Francisco Fernández-Carvajal 07 de septiembre
de 2019
@hablarcondios
— Seguimiento de Cristo y conocimiento propio. El examen
de conciencia.
— Espíritu de examen. Humildad. Vencer la pereza al
hacer esta práctica de piedad.
— Modo y disposiciones para hacerlo. Contrición.
Propósitos.
I. En el Evangelio
de la Misa nos habla el Señor de las exigencias que lleva consigo el seguirle,
el atender a la llamada que dirige a todos. Y nos hace esta advertencia: ¿Quién
de vosotros, si quiere construir una torre, no se sienta primero a calcular los
gastos, a ver si tiene para terminarla? No sea que, si echa los cimientos y no
puede acabarla, se pongan a burlarse de él... ¿O qué rey, si va a dar la
batalla a otro rey, no se sienta primero a deliberar si con diez mil hombres
podrá salir al paso del que le ataca con veinte mil?1.
______
◆ Enunciado
Prosigue la meditación sobre el examen de conciencia a partir de la última frase que aparece arriba.

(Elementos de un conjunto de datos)
______
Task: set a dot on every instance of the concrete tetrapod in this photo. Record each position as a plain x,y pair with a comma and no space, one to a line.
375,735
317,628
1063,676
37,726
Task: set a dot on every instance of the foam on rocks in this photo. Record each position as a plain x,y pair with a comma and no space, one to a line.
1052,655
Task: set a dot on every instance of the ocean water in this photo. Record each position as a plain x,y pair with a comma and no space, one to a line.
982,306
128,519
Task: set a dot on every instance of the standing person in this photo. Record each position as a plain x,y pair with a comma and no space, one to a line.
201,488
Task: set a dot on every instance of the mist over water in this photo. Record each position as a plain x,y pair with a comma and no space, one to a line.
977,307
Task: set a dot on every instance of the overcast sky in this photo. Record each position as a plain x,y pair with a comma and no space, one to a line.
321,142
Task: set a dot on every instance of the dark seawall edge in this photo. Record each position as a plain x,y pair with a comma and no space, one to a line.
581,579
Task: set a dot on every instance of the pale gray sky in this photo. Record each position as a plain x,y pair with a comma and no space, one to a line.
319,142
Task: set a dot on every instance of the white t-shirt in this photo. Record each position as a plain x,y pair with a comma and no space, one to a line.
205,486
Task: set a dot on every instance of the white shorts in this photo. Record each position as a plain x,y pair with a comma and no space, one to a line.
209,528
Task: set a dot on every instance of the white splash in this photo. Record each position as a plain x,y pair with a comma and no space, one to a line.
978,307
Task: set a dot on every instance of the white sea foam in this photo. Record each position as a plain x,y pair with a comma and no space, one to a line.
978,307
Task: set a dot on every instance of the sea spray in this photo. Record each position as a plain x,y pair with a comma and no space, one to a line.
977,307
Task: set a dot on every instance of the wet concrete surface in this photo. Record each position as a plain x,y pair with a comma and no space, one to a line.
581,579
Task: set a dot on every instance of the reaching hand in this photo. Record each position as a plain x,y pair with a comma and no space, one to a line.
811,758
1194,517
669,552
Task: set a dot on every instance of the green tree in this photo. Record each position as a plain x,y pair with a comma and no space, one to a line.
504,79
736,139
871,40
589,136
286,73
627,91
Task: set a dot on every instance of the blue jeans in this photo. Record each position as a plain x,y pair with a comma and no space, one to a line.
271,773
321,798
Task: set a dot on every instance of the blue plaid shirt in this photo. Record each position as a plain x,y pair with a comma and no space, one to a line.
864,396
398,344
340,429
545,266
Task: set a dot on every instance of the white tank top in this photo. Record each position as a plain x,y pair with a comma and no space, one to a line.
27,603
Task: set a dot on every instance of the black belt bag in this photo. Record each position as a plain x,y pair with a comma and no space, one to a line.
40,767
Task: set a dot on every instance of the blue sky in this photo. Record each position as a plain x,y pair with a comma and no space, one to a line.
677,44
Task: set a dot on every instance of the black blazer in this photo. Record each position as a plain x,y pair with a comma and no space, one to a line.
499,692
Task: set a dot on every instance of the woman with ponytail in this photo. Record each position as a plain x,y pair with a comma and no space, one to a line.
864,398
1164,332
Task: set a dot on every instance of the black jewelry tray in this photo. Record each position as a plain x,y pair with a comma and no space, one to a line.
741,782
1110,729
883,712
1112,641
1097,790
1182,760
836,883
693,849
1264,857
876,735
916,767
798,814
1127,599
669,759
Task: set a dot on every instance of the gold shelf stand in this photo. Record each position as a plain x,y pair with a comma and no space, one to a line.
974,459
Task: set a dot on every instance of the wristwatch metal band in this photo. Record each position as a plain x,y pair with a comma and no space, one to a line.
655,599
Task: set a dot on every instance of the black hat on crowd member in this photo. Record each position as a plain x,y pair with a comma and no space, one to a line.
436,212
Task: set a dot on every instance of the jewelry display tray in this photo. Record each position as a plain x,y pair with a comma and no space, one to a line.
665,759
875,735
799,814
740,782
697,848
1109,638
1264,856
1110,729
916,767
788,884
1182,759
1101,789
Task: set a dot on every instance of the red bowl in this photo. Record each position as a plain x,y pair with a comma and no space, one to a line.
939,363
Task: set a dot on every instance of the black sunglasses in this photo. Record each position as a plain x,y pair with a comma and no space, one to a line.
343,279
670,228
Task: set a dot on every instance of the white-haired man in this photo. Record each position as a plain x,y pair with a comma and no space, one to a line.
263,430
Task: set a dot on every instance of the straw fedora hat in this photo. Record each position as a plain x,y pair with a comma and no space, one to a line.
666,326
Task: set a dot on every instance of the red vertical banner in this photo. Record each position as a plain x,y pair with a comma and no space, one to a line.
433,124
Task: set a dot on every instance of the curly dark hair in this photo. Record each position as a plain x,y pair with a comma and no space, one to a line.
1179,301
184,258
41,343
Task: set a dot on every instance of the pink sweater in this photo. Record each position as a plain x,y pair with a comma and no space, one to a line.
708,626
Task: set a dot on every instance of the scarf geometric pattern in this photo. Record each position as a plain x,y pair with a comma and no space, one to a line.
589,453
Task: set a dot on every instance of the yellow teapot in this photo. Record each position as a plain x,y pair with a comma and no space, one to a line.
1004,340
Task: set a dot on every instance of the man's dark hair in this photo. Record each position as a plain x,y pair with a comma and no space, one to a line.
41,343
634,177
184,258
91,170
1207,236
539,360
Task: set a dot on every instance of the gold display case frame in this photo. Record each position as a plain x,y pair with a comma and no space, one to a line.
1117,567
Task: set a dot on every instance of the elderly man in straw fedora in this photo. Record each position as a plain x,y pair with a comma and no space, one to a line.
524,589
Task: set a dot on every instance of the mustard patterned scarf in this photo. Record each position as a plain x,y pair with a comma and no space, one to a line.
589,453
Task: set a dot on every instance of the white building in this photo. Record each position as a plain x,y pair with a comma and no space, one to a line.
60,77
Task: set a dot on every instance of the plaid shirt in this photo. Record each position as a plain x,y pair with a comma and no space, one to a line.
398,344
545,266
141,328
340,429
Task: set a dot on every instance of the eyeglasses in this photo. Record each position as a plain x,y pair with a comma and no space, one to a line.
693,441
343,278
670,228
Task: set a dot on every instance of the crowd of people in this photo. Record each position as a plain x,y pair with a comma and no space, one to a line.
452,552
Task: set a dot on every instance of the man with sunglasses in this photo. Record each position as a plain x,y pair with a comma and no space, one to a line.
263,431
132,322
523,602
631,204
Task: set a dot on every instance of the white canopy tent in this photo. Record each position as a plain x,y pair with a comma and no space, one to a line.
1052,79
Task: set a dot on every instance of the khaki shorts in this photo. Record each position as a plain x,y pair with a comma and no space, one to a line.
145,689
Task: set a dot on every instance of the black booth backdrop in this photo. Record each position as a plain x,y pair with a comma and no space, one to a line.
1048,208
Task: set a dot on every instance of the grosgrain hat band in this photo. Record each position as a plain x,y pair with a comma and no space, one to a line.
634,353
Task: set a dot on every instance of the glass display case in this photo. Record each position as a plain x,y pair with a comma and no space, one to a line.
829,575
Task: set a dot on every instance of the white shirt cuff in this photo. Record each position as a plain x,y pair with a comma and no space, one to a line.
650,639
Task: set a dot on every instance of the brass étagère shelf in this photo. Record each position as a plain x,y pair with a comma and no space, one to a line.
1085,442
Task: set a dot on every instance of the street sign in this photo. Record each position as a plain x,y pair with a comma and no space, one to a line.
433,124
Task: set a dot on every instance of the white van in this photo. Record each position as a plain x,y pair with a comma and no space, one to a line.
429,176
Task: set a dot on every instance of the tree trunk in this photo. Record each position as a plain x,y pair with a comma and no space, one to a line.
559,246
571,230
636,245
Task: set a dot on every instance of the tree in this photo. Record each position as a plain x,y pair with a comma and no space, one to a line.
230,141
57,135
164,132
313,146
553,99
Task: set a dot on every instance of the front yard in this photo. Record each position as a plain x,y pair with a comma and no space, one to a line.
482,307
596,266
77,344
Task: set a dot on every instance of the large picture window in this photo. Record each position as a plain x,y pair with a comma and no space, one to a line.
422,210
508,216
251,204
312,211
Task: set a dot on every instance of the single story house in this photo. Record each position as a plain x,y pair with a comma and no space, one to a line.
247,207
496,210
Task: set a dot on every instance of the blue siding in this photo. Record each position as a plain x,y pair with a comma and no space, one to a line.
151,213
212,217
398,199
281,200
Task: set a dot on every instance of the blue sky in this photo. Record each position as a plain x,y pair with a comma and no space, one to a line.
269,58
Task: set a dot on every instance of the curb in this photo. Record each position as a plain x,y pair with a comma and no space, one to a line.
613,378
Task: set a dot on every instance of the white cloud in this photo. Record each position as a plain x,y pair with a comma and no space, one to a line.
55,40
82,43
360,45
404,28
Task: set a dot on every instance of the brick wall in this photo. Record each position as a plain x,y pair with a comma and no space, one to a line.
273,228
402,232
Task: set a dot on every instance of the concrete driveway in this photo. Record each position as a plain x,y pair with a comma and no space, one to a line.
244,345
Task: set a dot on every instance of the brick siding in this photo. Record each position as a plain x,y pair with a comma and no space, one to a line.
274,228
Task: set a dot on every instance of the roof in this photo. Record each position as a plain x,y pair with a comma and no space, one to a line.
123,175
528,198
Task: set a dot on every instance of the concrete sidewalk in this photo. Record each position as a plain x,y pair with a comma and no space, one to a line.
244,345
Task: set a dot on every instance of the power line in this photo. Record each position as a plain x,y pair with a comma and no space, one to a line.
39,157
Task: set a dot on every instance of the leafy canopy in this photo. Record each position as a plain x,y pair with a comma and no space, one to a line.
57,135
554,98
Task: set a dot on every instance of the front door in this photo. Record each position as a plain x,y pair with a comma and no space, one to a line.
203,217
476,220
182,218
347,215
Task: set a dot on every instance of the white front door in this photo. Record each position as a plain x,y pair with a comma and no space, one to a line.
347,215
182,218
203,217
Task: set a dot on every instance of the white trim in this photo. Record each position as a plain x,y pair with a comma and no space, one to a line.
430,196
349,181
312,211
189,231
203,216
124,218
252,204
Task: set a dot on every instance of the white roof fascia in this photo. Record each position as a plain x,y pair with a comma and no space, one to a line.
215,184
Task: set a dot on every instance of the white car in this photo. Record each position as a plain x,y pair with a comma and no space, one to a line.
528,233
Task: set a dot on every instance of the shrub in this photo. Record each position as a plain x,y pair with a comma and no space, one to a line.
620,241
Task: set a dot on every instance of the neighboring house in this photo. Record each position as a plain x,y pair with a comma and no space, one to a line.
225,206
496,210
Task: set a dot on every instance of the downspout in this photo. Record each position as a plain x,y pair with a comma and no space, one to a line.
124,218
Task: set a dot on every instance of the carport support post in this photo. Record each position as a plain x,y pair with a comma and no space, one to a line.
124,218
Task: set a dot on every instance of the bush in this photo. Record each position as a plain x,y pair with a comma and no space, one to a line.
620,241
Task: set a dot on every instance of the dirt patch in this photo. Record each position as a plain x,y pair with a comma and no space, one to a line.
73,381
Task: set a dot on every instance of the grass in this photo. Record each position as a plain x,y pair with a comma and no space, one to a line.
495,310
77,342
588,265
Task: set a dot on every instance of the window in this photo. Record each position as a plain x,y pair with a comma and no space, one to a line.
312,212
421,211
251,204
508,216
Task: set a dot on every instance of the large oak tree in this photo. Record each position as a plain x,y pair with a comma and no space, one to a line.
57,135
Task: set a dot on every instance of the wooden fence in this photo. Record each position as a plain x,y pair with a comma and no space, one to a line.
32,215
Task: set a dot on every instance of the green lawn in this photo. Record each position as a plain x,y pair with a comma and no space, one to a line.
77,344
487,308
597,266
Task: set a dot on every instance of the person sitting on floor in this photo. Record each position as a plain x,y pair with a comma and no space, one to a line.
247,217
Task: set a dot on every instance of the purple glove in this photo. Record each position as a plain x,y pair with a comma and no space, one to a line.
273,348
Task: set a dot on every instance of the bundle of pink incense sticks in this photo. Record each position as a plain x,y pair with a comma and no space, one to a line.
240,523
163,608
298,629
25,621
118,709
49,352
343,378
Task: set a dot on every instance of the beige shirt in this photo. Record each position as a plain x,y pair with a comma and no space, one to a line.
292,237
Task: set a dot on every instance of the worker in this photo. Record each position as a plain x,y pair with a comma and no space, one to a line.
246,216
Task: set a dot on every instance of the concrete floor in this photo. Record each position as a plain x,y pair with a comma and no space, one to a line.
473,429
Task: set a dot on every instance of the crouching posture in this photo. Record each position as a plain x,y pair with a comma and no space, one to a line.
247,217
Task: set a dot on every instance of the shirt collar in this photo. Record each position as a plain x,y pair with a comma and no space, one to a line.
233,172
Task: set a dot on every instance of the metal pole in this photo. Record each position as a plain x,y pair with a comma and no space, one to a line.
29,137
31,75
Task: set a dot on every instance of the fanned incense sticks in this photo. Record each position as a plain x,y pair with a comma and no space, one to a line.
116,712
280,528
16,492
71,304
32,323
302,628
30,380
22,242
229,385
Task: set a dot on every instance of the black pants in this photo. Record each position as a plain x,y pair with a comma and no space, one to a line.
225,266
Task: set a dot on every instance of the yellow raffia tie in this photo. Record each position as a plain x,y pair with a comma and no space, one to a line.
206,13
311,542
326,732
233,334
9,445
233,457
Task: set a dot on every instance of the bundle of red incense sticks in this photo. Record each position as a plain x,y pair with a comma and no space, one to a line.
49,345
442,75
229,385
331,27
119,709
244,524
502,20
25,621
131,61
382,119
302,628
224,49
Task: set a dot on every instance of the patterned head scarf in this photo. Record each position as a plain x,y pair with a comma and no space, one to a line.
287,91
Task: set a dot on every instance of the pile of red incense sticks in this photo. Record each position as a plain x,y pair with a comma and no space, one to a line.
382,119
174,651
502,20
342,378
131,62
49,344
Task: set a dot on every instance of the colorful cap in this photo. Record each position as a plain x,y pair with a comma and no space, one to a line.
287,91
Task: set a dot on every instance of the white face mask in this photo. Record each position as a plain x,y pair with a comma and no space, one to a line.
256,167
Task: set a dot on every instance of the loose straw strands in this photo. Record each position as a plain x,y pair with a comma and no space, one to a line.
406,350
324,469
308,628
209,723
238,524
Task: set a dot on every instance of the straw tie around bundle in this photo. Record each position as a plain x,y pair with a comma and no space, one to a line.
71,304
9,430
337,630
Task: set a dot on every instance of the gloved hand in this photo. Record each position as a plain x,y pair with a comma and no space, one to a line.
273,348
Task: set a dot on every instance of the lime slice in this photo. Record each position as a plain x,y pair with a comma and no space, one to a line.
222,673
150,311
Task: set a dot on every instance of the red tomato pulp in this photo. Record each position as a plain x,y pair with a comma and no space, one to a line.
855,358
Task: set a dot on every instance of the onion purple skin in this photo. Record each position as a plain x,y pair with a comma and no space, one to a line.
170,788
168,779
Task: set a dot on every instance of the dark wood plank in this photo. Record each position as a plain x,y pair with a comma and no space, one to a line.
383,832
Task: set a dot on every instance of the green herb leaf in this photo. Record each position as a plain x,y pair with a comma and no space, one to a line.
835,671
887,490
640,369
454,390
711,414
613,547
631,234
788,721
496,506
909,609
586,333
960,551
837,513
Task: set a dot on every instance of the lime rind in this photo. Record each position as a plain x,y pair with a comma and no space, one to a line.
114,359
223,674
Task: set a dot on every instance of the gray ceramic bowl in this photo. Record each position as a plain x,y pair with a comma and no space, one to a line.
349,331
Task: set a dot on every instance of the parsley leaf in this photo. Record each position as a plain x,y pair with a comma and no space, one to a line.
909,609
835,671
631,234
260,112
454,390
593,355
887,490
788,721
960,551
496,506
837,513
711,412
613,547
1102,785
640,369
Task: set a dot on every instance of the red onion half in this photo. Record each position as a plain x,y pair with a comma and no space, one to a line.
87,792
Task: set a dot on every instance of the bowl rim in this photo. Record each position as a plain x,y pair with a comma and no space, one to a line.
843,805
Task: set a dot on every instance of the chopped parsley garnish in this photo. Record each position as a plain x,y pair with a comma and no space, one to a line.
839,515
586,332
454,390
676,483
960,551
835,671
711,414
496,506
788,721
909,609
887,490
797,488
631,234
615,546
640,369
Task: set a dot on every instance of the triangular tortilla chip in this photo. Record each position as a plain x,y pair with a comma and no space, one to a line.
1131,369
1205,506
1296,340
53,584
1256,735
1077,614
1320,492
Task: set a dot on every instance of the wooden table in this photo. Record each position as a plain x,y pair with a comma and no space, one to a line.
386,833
______
◆ Resultado final
Cuando se emprende un gran asunto es preciso valorar,
calibrar las posibilidades, echar mano de los recursos oportunos para llevarlo
a buen fin. Ser discípulo de Cristo, procurar seguirle fielmente en medio de
nuestras ocupaciones, es la empresa suprema que ha de acometer todo hombre. Y
para llevarla a buen término es necesario conocer bien los medios que poseemos
y saber utilizarlos, ser conscientes de aquello que nos falta para pedirlo
confiadamente al Señor, arrancar y tirar lo que estorba. Y esta es la misión
del examen de conciencia. Si lo hacemos bien, con hondura, nos
lleva a conocer la verdad de nuestra vida. «Conocimiento de sí, que es el
primer paso que tiene que dar el alma para llegar al conocimiento de Dios»2.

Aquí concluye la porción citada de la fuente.